⟨

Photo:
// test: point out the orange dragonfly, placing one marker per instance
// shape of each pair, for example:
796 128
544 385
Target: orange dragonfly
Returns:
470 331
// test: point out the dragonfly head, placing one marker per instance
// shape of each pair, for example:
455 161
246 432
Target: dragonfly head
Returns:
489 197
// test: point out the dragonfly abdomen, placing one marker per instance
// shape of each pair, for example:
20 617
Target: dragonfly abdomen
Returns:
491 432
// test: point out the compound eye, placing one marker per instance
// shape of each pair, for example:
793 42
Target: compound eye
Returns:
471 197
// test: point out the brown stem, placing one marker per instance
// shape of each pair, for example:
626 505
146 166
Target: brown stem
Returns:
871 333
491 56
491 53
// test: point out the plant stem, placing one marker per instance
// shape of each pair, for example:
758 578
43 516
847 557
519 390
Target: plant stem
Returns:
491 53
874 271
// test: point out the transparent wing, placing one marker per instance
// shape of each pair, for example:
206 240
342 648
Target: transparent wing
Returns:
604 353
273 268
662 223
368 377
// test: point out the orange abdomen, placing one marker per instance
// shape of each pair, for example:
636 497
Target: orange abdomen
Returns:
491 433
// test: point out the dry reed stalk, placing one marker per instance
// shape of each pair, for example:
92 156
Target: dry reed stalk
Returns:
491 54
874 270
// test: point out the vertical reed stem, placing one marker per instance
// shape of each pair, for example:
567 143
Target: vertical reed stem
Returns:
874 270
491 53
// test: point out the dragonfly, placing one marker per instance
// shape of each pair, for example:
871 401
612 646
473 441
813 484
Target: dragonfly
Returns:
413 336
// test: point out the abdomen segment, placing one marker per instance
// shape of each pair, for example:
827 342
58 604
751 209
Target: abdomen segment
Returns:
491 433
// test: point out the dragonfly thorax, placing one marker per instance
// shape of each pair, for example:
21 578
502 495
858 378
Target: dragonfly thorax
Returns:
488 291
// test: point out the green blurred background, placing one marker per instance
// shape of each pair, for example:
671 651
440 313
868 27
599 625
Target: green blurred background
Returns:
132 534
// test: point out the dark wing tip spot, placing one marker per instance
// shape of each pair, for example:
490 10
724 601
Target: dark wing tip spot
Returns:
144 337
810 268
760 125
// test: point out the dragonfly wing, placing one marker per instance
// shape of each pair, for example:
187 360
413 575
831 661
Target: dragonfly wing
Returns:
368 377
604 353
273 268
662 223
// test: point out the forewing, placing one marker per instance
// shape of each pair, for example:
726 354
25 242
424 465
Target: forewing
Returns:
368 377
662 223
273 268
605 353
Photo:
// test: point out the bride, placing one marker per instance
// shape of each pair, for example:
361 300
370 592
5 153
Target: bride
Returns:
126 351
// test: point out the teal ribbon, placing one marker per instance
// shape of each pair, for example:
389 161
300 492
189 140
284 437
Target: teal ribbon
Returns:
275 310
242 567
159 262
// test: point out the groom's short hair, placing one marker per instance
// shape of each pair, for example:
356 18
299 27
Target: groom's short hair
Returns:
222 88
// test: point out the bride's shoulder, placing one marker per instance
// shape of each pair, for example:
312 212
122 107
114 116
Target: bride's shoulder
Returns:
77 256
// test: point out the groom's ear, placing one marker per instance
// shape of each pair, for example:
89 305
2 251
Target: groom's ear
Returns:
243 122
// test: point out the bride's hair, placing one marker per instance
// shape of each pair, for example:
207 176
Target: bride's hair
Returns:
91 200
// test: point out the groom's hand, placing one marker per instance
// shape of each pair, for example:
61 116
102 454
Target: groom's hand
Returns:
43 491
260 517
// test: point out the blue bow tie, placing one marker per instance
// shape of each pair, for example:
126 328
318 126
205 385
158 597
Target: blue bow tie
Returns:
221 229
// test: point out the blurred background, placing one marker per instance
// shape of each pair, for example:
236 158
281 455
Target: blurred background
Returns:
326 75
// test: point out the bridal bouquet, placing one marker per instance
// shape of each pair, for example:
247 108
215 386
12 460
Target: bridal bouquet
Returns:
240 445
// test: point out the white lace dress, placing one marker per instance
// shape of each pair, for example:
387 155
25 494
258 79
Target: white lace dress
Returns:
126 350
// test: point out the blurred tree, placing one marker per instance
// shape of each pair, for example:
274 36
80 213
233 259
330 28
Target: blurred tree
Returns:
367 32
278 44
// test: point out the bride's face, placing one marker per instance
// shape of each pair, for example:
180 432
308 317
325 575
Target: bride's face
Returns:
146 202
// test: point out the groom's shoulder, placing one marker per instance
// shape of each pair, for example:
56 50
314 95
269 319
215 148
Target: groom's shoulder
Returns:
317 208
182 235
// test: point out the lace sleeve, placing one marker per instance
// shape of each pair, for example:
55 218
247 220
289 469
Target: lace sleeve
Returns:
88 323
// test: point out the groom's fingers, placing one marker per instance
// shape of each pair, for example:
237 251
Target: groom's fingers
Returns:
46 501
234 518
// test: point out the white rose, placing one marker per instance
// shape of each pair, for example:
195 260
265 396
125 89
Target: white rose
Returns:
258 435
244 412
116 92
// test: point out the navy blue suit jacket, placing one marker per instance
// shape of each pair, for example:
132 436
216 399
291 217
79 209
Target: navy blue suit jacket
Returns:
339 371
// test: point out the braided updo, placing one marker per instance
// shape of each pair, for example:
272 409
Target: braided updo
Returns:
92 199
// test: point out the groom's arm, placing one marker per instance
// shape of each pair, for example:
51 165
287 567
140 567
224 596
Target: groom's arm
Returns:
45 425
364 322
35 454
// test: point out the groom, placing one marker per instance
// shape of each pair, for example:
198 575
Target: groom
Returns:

⟩

**WHAT IS BEING ASKED**
Reproduce all of the data above line for line, changing nothing.

**SOLUTION**
Photo:
// test: point out the orange dragonfly, placing one marker per instance
// shape of each pair, for example:
796 128
544 385
Target: orange dragonfly
Returns:
470 331
// test: point out the dragonfly head, placing one marker per instance
// shape of each pair, for example:
455 161
246 432
Target: dragonfly head
Returns:
489 197
// test: point out the dragonfly abdomen, placing one marker per instance
// shape of each pair, for example:
20 617
Target: dragonfly abdomen
Returns:
491 432
// test: point out the compound eye, placing one marker per instance
// shape of each pair, for example:
793 42
Target: compound eye
Returns:
471 197
// test: point out the brown stem, placing one marker per instance
// shape of each pair, for example:
626 505
146 166
Target: brown stem
Returns:
871 333
491 56
491 53
// test: point out the plant stem, placing one marker per instance
// shape of each pair, for example:
758 578
43 516
847 557
519 390
Target: plant stem
Returns:
491 53
874 271
// test: point out the transparent wing, placing one marker per instance
// shape of each pair, for example:
206 240
342 648
Target: transparent wing
Returns:
604 353
273 268
662 223
368 377
// test: point out the orange abdomen, placing one marker per instance
// shape of each pair, for example:
636 497
Target: orange abdomen
Returns:
491 433
// test: point out the dry reed stalk, placing one marker per instance
// shape of each pair, for example:
92 156
Target: dry reed stalk
Returns:
491 54
874 270
// test: point out the vertical reed stem, placing one marker per instance
// shape of each pair, for example:
567 143
Target: vertical reed stem
Returns:
874 270
491 53
// test: point out the dragonfly, placing one marker per instance
// shape of each pair, for example:
871 401
612 646
473 441
813 484
Target: dragonfly
Returns:
413 336
// test: point out the abdomen segment, placing one marker per instance
// shape of each pair, for example:
827 342
58 604
751 209
Target: abdomen segment
Returns:
491 433
// test: point out the dragonfly thorax, placing one marker per instance
// shape of each pair, for example:
21 578
502 495
858 378
Target: dragonfly thorax
Returns:
488 291
// test: point out the green blurred background, placing one marker per instance
// shape of each pair, for example:
671 651
440 313
868 27
599 625
Target: green blurred background
Returns:
132 534
// test: point out the dark wing tip spot, placing one marker per instance
// shape of each pair, for example:
490 10
724 601
Target: dark wing tip spot
Returns:
144 337
810 268
760 125
// test: point out the dragonfly wing, placing one marker per instance
// shape of each pair, for example:
187 360
413 575
831 661
Target: dragonfly wing
Returns:
368 377
604 353
273 268
662 223
// test: point out the forewing, placing one marker per instance
// shape of each pair, for example:
726 354
25 242
424 465
Target: forewing
Returns:
368 377
662 223
273 268
605 353
Photo:
// test: point out the bride, placing one marker per instance
// shape of each pair, for example:
361 300
370 592
5 153
Target: bride
Returns:
126 351
// test: point out the teal ribbon, placing one marker per instance
// shape of each pair, for example:
389 161
300 492
189 140
284 437
Target: teal ribbon
Returns:
275 310
242 567
159 262
// test: point out the groom's short hair, placing one marker per instance
// shape of each pair, for example:
356 18
299 27
Target: groom's short hair
Returns:
222 88
// test: point out the bride's shoulder, placing one marker per instance
// shape of each pair, for example:
312 212
122 107
114 116
Target: bride's shoulder
Returns:
77 256
// test: point out the groom's ear, placing one marker per instance
// shape of each pair, for example:
89 305
2 251
Target: groom's ear
Returns:
243 122
// test: point out the bride's hair, placing one marker per instance
// shape of each pair, for example:
207 176
Target: bride's hair
Returns:
91 200
// test: point out the groom's hand, placing one marker per instance
// shape of each pair, for example:
61 116
102 454
Target: groom's hand
Returns:
43 491
260 517
// test: point out the blue bow tie, placing one marker per instance
// shape of each pair, for example:
126 328
318 126
205 385
158 597
Target: blue bow tie
Returns:
221 229
// test: point out the blurred background, placing one marker per instance
// shape of each pair, for example:
236 158
281 455
Target: blurred background
Returns:
326 75
// test: point out the bridal bouquet, placing one marker per instance
// shape of each pair, for example:
247 108
215 386
12 460
Target: bridal bouquet
Returns:
240 445
// test: point out the white lace dress, placing one marker per instance
// shape of each pair, for example:
387 155
25 494
258 79
Target: white lace dress
Returns:
126 350
// test: point out the blurred tree, placing one marker per instance
// shape of each pair, for example:
274 36
80 213
233 259
330 28
Target: blurred tree
Returns:
367 32
278 44
// test: point out the bride's face, placing one marker per instance
// shape of each pair, for example:
180 432
308 317
325 575
Target: bride's face
Returns:
146 202
// test: point out the groom's shoulder, placing one marker per instance
// shape of each pair, for example:
56 50
314 95
269 319
215 148
Target: groom's shoulder
Returns:
317 208
182 235
// test: point out the lace sleeve, placing one marker per instance
// shape of each pair, for example:
55 218
247 220
289 469
Target: lace sleeve
Returns:
88 323
// test: point out the groom's fingers, placing one marker per instance
// shape of each pair, for example:
237 251
Target: groom's fingers
Returns:
46 501
234 518
// test: point out the white rose, placing one marker per instance
// shape of each pair, for example:
195 260
265 396
125 89
Target: white rose
Returns:
258 435
244 412
116 92
// test: point out the navy blue suit jacket, placing one marker per instance
// shape of each pair, for example:
132 436
216 399
291 217
79 209
Target: navy blue suit jacket
Returns:
339 371
// test: point out the braided updo, placing one marker per instance
// shape of each pair, for example:
272 409
Target: braided updo
Returns:
92 199
// test: point out the groom's arm, placing one marker per instance
// shape of each pair, for example:
51 165
287 567
140 567
224 596
Target: groom's arm
Returns:
45 425
364 322
35 454
// test: point out the groom, placing one marker per instance
// shape of each pair, for example:
198 575
Target: groom
Returns:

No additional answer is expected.